_To be done_
Turn the lines below into a JSON list of strings, one string per line and with blank lines left out. Start at the line containing "of the asphalt" and go through the last line of the rows, both included.

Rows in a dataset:
····················
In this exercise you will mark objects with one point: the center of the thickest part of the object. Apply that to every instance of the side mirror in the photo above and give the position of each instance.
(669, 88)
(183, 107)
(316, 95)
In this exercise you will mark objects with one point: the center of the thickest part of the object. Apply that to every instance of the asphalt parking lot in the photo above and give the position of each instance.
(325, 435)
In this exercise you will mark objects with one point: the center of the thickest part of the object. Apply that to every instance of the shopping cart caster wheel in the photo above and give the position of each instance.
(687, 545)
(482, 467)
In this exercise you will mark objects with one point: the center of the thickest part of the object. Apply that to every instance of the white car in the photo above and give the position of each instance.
····················
_The completed task_
[
  "In this exercise you will mark objects with one point: the center of the thickest part of the object. Apply that to every instance of the asphalt parking lot in the photo above and give the position of each instance.",
  "(325, 435)",
  "In this exercise you will mark objects with one point: the center of the thickest part of the object. Apply that to every instance of the shopping cart caster wheel in the photo above and give the position of each instance.",
  "(687, 545)",
  "(482, 467)",
  "In this exercise you will mark objects with one point: the center of the thickest part of the object. Apply that to every instance of the white car in the photo above and give the position of each instance."
]